■ Task material ■
▽

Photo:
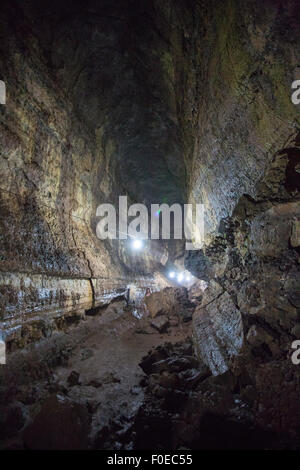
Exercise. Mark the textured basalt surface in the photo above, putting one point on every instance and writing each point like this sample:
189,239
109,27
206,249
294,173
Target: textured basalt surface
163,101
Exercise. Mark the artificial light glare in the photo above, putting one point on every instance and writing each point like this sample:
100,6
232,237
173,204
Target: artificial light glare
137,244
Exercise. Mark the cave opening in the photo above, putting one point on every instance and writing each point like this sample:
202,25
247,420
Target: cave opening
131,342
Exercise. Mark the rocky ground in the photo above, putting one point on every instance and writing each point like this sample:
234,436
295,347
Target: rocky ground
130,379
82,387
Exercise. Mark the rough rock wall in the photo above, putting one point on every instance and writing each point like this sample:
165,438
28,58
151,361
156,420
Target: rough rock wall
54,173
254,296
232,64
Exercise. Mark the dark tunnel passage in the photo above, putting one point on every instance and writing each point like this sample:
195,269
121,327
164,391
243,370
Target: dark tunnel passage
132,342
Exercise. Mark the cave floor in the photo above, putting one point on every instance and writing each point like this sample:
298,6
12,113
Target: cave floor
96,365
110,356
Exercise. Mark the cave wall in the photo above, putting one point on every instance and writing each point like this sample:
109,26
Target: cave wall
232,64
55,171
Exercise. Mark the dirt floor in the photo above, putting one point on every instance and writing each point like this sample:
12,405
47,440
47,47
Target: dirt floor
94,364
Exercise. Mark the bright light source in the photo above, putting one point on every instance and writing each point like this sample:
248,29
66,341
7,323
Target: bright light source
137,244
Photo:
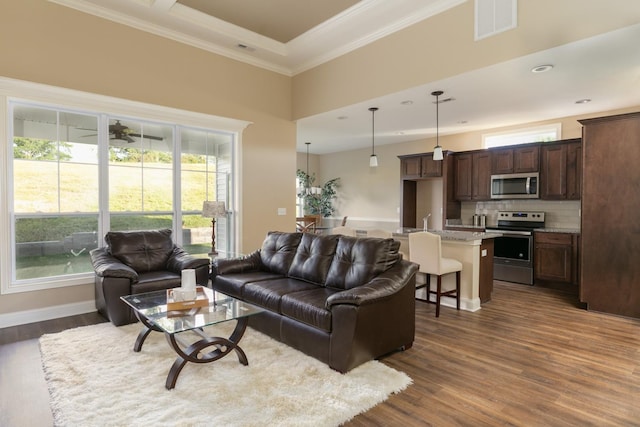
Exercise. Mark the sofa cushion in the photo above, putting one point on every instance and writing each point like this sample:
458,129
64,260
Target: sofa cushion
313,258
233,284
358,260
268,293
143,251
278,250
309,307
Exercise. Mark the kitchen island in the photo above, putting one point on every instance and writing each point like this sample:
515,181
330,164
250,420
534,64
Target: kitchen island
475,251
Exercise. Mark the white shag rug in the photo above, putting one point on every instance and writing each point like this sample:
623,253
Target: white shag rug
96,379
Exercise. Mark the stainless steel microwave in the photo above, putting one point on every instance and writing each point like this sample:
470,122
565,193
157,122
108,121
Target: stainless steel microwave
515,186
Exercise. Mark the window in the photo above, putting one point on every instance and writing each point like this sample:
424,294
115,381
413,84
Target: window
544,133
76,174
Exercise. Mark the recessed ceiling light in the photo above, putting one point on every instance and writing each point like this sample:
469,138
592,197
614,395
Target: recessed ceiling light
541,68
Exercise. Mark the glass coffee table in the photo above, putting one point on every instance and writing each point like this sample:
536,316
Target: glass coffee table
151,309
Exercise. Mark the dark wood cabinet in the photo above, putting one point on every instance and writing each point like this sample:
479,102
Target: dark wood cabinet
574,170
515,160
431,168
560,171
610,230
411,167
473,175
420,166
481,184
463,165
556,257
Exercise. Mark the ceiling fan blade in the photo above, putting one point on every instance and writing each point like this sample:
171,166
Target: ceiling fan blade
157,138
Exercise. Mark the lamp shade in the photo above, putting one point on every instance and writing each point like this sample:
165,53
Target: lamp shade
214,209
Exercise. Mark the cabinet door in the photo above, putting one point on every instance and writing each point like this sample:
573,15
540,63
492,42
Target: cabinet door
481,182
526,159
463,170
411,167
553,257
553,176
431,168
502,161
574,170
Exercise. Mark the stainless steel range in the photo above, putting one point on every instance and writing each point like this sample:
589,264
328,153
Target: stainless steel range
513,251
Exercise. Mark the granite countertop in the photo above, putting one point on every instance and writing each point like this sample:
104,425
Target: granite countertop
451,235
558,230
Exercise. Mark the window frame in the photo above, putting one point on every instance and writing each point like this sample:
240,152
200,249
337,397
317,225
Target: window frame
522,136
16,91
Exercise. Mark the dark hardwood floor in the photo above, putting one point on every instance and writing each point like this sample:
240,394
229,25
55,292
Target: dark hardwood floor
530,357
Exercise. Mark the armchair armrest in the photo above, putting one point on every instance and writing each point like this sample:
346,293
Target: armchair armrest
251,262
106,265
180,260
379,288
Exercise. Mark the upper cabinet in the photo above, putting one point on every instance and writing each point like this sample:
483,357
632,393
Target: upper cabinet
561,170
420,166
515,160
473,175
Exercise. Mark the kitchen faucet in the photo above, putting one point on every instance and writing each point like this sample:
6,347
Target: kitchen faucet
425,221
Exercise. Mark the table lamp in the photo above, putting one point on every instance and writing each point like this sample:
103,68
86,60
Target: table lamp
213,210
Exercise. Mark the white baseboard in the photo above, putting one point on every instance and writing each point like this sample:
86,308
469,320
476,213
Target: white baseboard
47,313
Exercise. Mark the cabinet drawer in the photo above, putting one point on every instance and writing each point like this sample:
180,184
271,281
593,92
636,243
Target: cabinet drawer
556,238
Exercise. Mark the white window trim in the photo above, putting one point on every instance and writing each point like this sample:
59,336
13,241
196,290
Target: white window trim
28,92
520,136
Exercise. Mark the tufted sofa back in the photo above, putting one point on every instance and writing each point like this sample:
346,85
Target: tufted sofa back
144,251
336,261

△

■ What you need to do ■
Please retype every entry above exactly, leaving out any picture.

■ Written answer ■
Photo:
Exercise. Mark the textured basalt surface in the photo above, putting one point on every instance and writing each point like this sample:
189,239
109,27
206,249
294,173
Target: textured basalt surface
163,101
Exercise. Mark the artificial light glare in the photo above, putting one point on every instance and writing each point like this sample:
100,6
232,237
173,204
Target: artificial light glare
137,244
Exercise. Mark the cave opening in the photo above, putting one point on every instance and writing each point like this sample:
202,25
247,420
Target: cave opening
131,342
Exercise. Mark the rocky ground in the photo above, putting one point on every instance and writing each point like this sample:
234,436
295,347
Target: rocky ground
130,379
82,387
Exercise. Mark the rough rock wall in the photo above, putting one point on every instance and writing each point like this sample:
165,438
28,58
151,361
156,420
Target: rough rock wall
54,173
254,296
232,64
Exercise. Mark the dark tunnel passage in the photo above, putting one point on every instance and writing each point like this sample:
195,269
121,327
164,391
243,370
Target: dark tunnel passage
132,342
Exercise. Mark the cave floor in the photo above, putting one point on every instance and writing each point like this sample:
298,6
12,113
Target: cave floor
96,365
110,356
Exercise. Mark the cave wall in the photo above, putting one point on every instance and writing each point like this sample:
109,26
Target: cave wall
232,64
55,171
Exercise. Mark the dirt floor in the photo above, putting one point on every instance and writing each point like this sample:
12,405
47,440
47,47
Target: dirt floor
94,364
Exercise. Mark the bright light source in the photo above, putting one point on every instance and writing each point like this sample:
248,29
66,341
7,323
Target: bright light source
137,244
Photo:
Exercise. Mark the sofa cushion in the photo above, putting one point on every instance and writing each point like this sample:
458,129
64,260
Target: sofa cushion
313,258
233,284
358,260
268,293
143,251
278,250
309,307
Exercise. Mark the kitchen island in the photo above, putting one point on every instance and writing each point like this sample:
515,181
330,164
250,420
534,64
Target: kitchen island
475,251
Exercise. Mark the white shag rug in the photo above, putting one point on every instance and writing each point like this sample:
623,253
Target: white shag rug
96,379
Exercise. Mark the stainless steel microwave in the photo above, putting one point on every instance and writing each point like this sample:
470,122
565,193
157,122
108,121
Target: stainless steel microwave
515,186
Exercise. Mark the window in the photo above, putting one point on every instance and writing each point like this sample:
424,294
115,381
413,84
Target: window
544,133
76,174
Exercise. Mark the recessed ceiling light in the photo above, putting one point on every instance and writing each point like this sample:
469,138
592,197
614,395
Target: recessed ceiling light
541,68
Exercise. Mark the glass coffee table in the photo above, putting one point on every instance and writing each point like this sample:
536,316
Target: glass coffee table
151,309
Exercise. Mark the dark wood cabinet in the photo above, putting one point on every instance and writing each point like this sample:
479,102
Target: dark wood cabinet
574,170
515,160
431,168
560,171
610,230
411,167
473,175
420,166
481,184
463,165
556,257
Exercise. Mark the ceiling fan blade in the photo above, putting one point on every instance and writing each point like this sample:
171,166
Target: ceiling fan blade
157,138
Exercise. Mark the lamp shade in the photo above, putting one point on every instance and writing each point like this sample:
165,53
Target: lamp shade
214,209
Exercise. Mark the cabinet door in the photo above, putting one point on every instance and writing each point like this sample:
573,15
540,63
492,42
Target: cabinet door
481,182
526,159
463,170
411,167
553,257
553,176
431,168
502,161
574,170
Exercise. Mark the stainless steel range in the photo above, putting one point on every instance and writing each point like this sample:
589,264
328,153
Target: stainless steel range
513,251
Exercise. Mark the granite countertop in the photo above, putting one point on every instance and writing each point like this sample:
104,425
Target: granite countertop
451,235
558,230
Exercise. Mark the window frame in the photo above, putting one point on every instance and writing each point like this sample:
240,152
200,249
337,397
317,225
Target: window frame
522,136
16,91
Exercise. Mark the dark hardwood floor in the photo above, putting one point on every instance and writing each point like this sample:
240,394
229,25
55,292
Target: dark hardwood floor
530,357
Exercise. Mark the armchair armrest in the photo above, putting one point on every instance and writing each point like this sample:
346,293
Target: armchair armrest
251,262
106,265
180,260
379,288
Exercise. Mark the upper cabinet in the photo above, putting one point on every instance and writing each point like this sample:
483,357
632,393
Target: upper cabinet
561,170
420,166
515,160
473,175
Exercise. Mark the kitchen faucet in the photo above, putting one point on every instance and writing each point like this sample:
6,347
Target: kitchen faucet
425,221
Exercise. Mark the table lamp in the photo above, putting one point on every instance and writing each point like this sample:
103,68
86,60
Target: table lamp
213,210
Exercise. Mark the white baseboard in the photo above, putting one point on every instance and writing each point like this sample:
86,308
469,320
476,213
Target: white baseboard
47,313
Exercise. Mark the cabinet drawer in the photo above, putting one point on every instance and writing each point like this sample:
180,184
271,281
593,92
636,243
Target: cabinet drawer
556,238
Exercise. Mark the white window trim in the photo above, putting one point on every instance and writing each point like this sample:
59,336
13,241
196,290
Target: white window trim
28,92
520,136
Exercise. Mark the tufted sofa back in the photo above, putting one point on every instance and writing each point like this sample:
346,85
Target: tufted sofa back
144,251
336,261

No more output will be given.